Sodium channels are large transmembrane proteins of more than 2,000 amino acid residues. Dong's lab spent many years unraveling this groundbreaking advance. The scientists initially started with sodium channels from other bugs, such as mosquitoes, fruit flies, cockroaches, mites, and ticks, to find where pyrethroids bind on insect sodium channels to effectively kill them. They got some help from nature.

"By examining wild mosquitoes that have become resistant to pyrethroids, we were able to help narrow down the potential sites on which to focus," Dong said.

Specifically, in a previous study, Dong and the team identified mutations that made the channels more resistant to pyrethroids. Working with Boris Zhorov, a computer modeling expert from McMaster University in Canada, they identified two distinct pyrethroid binding sites on insect sodium channels. They also uncovered the molecular differences between mammals' and insects' differing reactions to pyrethroids.

For the current study, the team focused on a longstanding enigma that bumble bees and honey bees are highly sensitive to most pyrethroids, but they were resistant to tau-fluvalinate. Currently, tau-fluvalinate is widely used to control agricultural pests and also varroa mites, which are one of the biggest threats to bees worldwide.

Eventually, the team discovered that the channel is resistant to tau-fluvalinate but sensitive to other pyrethroids. Further mutational analysis and computer modeling revealed that specific amino acid residues in bumble bee sodium channels are responsible for the selective toxicity.

Future research will examine sodium channels from various pest and beneficial insects to explore the features of pyrethroid binding sites, which could lay the groundwork for designing new and selective pesticides. It also will shed light on how pests develop resistance to insecticides over time and how beneficial insects respond to them in the field.

===============

» **Task details**
In the text on insect sodium channels, take everything from "Eventually, the team" down to "the selective toxicity." and write it out again, swapping "mutational analysis" for "genetic analysis".

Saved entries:
===============

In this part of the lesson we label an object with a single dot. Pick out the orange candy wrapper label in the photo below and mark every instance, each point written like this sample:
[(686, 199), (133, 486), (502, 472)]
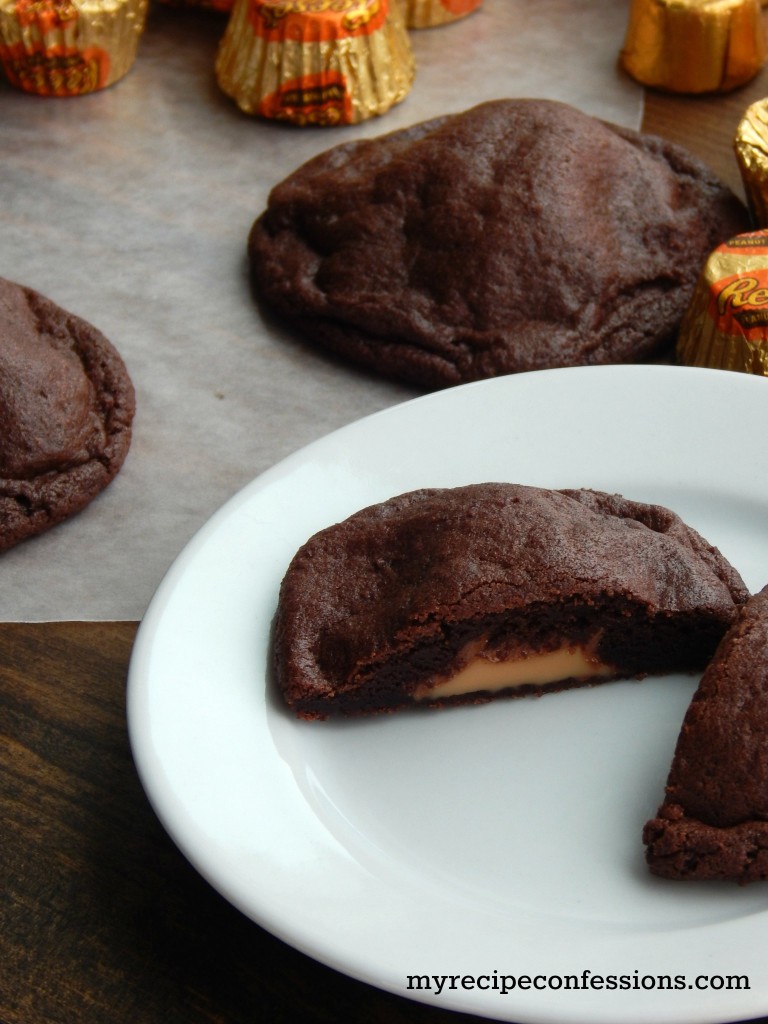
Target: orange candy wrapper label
[(315, 61), (279, 19), (726, 325)]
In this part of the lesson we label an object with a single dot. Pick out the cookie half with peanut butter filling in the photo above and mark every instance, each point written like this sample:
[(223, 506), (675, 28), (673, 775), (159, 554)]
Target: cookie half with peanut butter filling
[(67, 406), (464, 594)]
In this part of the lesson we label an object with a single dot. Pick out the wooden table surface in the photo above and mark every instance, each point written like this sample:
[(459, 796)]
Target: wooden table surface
[(102, 919)]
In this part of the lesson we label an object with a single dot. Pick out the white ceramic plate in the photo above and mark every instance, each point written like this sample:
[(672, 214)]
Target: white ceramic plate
[(483, 843)]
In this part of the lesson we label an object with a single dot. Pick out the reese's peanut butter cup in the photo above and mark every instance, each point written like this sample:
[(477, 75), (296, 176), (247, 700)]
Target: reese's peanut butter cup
[(726, 325), (315, 61), (751, 143), (694, 46), (69, 47), (426, 13)]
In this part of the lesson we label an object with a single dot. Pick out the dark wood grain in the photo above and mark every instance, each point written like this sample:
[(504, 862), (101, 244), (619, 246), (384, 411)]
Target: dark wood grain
[(102, 921)]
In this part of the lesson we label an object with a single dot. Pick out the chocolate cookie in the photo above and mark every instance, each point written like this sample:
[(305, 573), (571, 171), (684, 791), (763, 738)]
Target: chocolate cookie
[(459, 595), (67, 406), (714, 819), (520, 235)]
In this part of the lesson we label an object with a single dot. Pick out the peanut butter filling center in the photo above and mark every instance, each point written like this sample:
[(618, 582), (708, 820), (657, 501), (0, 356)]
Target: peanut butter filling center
[(523, 669)]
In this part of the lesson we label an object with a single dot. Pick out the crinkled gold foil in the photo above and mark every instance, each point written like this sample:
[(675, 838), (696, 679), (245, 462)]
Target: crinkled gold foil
[(751, 144), (694, 46), (69, 47), (726, 324), (217, 6), (315, 61), (427, 13)]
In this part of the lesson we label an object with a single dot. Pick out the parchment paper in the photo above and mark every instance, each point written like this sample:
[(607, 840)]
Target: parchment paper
[(131, 208)]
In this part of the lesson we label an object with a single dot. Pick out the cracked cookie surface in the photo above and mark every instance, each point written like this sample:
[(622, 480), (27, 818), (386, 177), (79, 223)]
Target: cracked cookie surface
[(67, 406), (519, 235)]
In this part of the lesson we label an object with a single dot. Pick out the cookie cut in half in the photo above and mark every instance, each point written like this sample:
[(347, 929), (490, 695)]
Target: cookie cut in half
[(714, 819), (519, 235), (67, 406), (463, 594)]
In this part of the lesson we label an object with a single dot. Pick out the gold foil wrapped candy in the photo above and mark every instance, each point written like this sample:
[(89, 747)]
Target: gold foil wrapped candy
[(315, 61), (726, 324), (751, 143), (425, 13), (69, 47), (694, 46)]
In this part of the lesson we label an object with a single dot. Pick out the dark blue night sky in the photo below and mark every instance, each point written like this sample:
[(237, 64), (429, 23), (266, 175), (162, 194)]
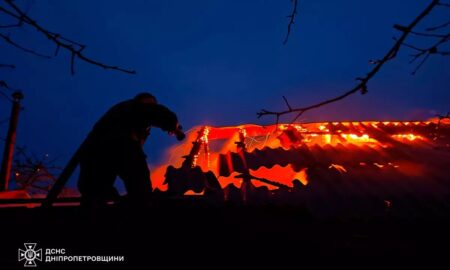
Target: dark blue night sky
[(216, 63)]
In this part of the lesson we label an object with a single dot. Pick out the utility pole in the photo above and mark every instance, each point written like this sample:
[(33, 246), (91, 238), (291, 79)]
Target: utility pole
[(5, 171)]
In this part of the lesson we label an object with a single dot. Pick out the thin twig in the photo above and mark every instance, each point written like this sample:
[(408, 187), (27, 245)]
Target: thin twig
[(362, 85), (73, 47), (20, 47), (291, 20), (431, 29)]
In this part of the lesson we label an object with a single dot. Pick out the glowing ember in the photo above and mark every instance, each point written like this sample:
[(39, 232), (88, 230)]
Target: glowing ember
[(284, 152), (339, 168)]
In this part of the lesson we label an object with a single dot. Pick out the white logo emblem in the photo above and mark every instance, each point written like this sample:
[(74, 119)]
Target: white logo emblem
[(30, 254)]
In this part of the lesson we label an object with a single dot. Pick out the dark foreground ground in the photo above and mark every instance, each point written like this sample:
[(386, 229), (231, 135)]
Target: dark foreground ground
[(192, 234)]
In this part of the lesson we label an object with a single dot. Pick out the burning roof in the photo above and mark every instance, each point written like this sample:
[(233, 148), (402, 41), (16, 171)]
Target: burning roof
[(362, 157)]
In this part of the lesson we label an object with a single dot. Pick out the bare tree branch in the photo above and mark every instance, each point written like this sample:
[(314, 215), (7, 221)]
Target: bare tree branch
[(291, 20), (362, 85), (431, 29), (74, 48), (20, 47)]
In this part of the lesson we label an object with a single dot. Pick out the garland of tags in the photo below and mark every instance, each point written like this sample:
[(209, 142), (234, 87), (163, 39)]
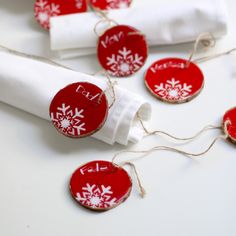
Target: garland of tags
[(122, 50), (96, 185)]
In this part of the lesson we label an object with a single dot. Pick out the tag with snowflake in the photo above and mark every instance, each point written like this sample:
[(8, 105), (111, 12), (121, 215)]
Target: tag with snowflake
[(45, 9), (100, 185), (110, 4), (229, 122), (73, 109), (173, 80), (122, 51)]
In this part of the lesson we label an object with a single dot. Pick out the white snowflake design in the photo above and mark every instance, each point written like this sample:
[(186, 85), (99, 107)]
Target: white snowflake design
[(173, 90), (96, 197), (124, 63), (68, 121), (118, 4), (44, 11)]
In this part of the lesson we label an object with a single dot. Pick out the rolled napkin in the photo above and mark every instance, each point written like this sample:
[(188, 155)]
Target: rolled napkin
[(32, 85), (162, 24)]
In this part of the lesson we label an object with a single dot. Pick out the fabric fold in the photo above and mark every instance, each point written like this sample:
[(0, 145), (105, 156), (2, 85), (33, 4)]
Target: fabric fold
[(32, 85)]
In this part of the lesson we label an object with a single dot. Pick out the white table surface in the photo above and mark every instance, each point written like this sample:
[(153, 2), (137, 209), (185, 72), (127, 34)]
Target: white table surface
[(184, 197)]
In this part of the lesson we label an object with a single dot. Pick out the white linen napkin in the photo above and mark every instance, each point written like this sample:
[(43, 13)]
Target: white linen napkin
[(73, 35), (32, 84)]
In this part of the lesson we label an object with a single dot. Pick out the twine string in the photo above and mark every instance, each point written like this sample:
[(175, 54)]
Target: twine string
[(140, 186), (206, 39), (110, 89), (159, 132), (104, 19), (166, 148)]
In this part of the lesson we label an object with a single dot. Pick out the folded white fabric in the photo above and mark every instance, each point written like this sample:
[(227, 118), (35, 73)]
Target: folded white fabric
[(162, 24), (32, 85)]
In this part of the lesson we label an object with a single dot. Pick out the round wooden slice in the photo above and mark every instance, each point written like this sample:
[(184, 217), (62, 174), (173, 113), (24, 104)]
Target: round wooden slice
[(122, 51), (100, 185), (79, 110), (45, 9), (110, 4), (229, 124), (173, 81)]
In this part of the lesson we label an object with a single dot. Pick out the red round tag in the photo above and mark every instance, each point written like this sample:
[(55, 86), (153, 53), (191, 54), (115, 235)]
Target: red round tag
[(229, 122), (79, 110), (110, 4), (100, 185), (44, 9), (171, 80), (122, 51)]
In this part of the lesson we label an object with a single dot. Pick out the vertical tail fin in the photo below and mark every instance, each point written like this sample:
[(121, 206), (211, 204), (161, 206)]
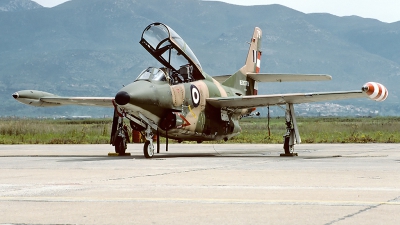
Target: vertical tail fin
[(239, 80)]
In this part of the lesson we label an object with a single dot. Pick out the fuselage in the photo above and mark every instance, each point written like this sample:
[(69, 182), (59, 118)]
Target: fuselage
[(181, 109)]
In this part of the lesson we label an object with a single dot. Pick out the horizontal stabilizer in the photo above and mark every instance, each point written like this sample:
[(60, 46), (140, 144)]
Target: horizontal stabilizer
[(276, 77), (251, 101), (221, 78)]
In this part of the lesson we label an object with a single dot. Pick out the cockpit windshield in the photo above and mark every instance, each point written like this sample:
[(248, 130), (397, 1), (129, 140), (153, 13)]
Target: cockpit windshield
[(170, 49), (152, 74)]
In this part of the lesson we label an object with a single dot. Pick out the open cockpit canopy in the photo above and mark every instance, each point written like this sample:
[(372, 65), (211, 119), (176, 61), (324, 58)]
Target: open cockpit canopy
[(171, 50)]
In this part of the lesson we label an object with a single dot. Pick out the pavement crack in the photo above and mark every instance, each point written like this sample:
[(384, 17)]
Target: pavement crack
[(363, 210)]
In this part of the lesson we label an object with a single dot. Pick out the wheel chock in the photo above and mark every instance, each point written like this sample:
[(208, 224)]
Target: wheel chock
[(289, 155), (118, 154)]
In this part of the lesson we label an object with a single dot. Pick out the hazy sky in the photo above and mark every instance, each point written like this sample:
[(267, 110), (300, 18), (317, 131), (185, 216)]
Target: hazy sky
[(383, 10)]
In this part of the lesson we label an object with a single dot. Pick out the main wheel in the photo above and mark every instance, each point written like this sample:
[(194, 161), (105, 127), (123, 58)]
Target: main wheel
[(148, 150), (120, 145)]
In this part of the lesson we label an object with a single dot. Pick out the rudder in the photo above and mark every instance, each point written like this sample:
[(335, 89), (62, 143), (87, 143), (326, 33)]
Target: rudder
[(240, 80)]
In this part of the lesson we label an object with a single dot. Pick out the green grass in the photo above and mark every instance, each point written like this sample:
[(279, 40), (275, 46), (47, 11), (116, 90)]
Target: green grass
[(254, 130), (31, 131)]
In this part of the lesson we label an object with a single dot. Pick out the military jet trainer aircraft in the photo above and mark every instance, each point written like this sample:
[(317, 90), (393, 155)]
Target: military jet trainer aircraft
[(180, 101)]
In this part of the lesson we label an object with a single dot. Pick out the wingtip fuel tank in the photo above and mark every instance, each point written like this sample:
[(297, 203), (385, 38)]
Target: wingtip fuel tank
[(375, 91), (33, 98)]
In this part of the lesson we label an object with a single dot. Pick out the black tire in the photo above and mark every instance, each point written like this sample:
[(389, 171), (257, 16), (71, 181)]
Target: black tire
[(120, 146), (147, 151)]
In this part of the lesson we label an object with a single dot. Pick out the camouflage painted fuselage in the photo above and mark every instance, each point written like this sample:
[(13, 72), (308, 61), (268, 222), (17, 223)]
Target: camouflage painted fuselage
[(184, 104)]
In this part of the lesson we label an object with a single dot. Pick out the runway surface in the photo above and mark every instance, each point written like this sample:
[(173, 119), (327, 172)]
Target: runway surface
[(200, 184)]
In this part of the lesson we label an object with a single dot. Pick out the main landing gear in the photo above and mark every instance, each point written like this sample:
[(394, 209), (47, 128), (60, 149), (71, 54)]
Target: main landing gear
[(148, 148), (119, 134), (292, 134)]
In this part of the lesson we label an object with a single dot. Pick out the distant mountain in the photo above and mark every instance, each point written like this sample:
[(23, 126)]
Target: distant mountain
[(18, 5), (90, 48)]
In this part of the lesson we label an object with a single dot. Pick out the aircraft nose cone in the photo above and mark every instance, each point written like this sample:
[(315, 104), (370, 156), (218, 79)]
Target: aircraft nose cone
[(16, 95), (122, 98)]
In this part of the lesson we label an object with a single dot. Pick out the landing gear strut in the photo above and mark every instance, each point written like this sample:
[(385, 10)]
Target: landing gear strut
[(119, 134), (148, 148), (292, 134)]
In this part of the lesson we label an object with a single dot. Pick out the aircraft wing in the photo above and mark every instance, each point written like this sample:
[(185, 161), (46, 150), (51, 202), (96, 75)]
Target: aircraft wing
[(250, 101), (282, 77), (45, 99), (84, 101)]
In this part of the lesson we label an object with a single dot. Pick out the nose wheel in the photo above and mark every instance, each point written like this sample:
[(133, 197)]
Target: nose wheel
[(148, 149)]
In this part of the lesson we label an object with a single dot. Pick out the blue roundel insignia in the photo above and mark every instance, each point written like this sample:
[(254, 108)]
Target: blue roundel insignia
[(195, 95)]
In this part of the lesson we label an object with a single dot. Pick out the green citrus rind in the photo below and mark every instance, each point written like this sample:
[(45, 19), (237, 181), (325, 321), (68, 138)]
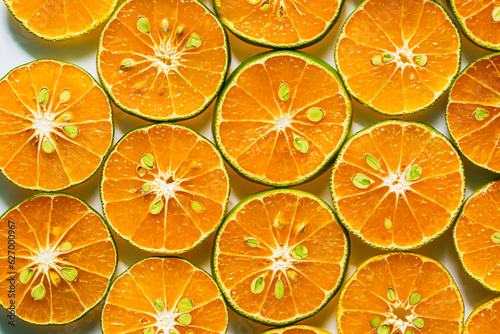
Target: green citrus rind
[(215, 251), (110, 238), (403, 113), (299, 45), (357, 234), (151, 250), (170, 118), (229, 83), (110, 119)]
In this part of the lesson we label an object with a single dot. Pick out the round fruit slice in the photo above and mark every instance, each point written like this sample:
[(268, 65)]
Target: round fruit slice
[(164, 295), (484, 319), (477, 236), (473, 110), (281, 118), (59, 20), (400, 293), (398, 185), (59, 255), (56, 125), (479, 20), (164, 188), (279, 24), (398, 57), (297, 329), (163, 60), (280, 256)]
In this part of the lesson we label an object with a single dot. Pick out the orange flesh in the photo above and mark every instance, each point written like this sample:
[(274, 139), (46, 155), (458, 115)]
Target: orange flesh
[(477, 88), (473, 236), (256, 129), (25, 125), (131, 300), (418, 210), (185, 163), (54, 19), (405, 30), (45, 223), (168, 81), (280, 222), (298, 21), (364, 297)]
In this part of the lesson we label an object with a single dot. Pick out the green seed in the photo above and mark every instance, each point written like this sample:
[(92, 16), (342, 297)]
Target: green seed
[(148, 161), (419, 322), (38, 293), (421, 60), (69, 274), (413, 173), (43, 96), (301, 145), (25, 276), (254, 243), (300, 252), (185, 305), (279, 289), (377, 60), (375, 322), (71, 131), (372, 162), (257, 285), (185, 319), (160, 304), (193, 42), (315, 114), (480, 114), (361, 181), (415, 298), (143, 25)]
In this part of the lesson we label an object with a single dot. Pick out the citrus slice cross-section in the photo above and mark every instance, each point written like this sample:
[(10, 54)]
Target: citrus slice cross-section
[(59, 20), (398, 57), (400, 293), (473, 110), (164, 295), (281, 118), (65, 258), (479, 20), (163, 60), (280, 256), (55, 125), (279, 23), (477, 236), (485, 319), (164, 188), (398, 185)]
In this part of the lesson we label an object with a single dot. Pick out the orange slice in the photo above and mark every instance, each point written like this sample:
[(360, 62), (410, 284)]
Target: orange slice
[(279, 24), (59, 255), (56, 125), (485, 319), (477, 236), (163, 60), (59, 20), (280, 256), (400, 293), (164, 188), (398, 185), (473, 110), (281, 118), (398, 57), (164, 295)]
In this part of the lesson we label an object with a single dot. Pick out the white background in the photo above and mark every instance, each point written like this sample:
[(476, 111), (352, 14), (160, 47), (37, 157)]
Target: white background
[(18, 47)]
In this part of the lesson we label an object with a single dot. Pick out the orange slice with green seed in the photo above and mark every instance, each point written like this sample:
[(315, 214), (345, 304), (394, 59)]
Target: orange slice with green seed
[(65, 259), (400, 293)]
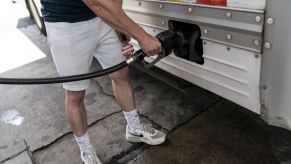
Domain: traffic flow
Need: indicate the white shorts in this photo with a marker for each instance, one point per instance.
(73, 46)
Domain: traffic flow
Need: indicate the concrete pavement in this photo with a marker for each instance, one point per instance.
(201, 127)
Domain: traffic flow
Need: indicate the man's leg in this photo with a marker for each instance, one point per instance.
(135, 131)
(123, 90)
(72, 46)
(76, 112)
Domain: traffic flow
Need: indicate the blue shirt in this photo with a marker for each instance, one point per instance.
(66, 11)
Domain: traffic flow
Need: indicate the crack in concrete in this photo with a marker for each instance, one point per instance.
(196, 115)
(70, 132)
(116, 158)
(16, 154)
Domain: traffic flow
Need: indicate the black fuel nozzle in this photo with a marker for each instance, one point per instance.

===============

» **Reply to the exercise**
Eventually, the team discovered that the channel is resistant to tau-fluvalinate but sensitive to other pyrethroids. Further genetic analysis and computer modeling revealed that specific amino acid residues in bumble bee sodium channels are responsible for the selective toxicity.